__Data section__:
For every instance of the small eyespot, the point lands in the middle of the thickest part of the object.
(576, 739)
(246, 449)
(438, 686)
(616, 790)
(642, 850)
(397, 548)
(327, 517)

---

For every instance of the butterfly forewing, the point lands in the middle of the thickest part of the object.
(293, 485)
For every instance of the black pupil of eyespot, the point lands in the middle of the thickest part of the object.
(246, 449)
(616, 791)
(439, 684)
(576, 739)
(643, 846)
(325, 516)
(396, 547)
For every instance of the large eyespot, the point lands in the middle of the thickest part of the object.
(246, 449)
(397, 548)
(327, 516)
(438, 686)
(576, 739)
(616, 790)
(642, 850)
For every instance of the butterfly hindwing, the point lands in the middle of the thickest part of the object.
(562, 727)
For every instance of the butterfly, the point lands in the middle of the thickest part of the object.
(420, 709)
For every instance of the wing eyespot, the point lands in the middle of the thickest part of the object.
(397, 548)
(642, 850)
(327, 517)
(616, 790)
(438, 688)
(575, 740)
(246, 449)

--

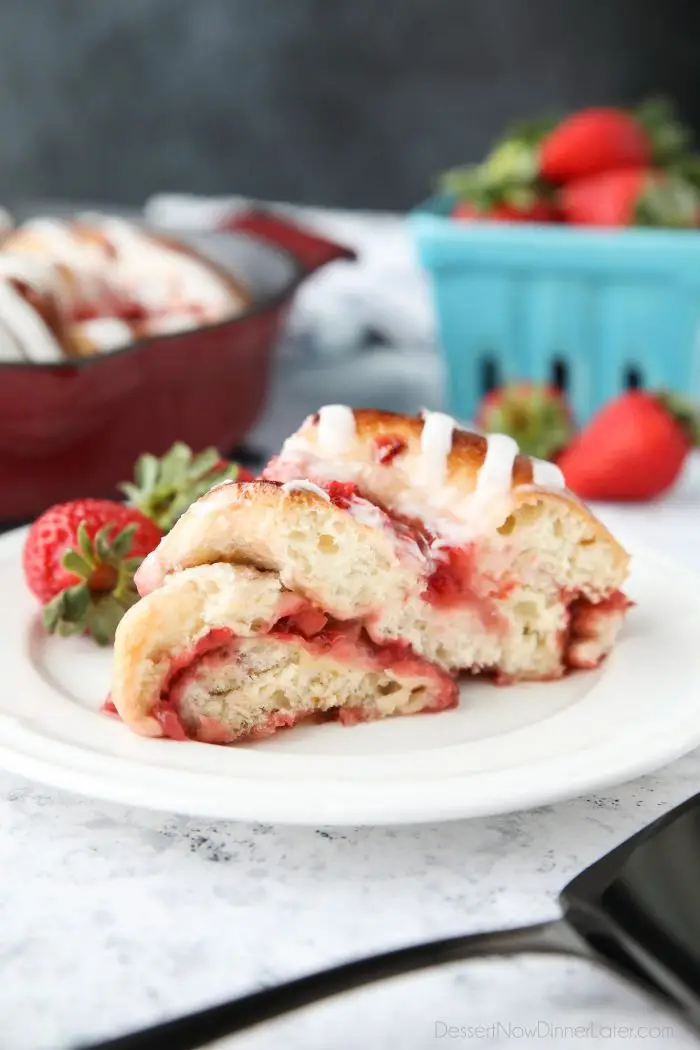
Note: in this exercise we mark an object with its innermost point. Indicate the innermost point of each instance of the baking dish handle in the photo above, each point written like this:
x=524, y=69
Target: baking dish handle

__Task to complete__: Reproduce verbatim the lines starting at the one that contains "Note: in this" and ending at the one that contains "Target: baking dish handle", with both of those lines included.

__Response__:
Note: in this exercise we mark an object with its innermost point. Indicate the innermost point of each instance of the baking dish handle in the photo above, each point written like this:
x=524, y=69
Target: baking dish handle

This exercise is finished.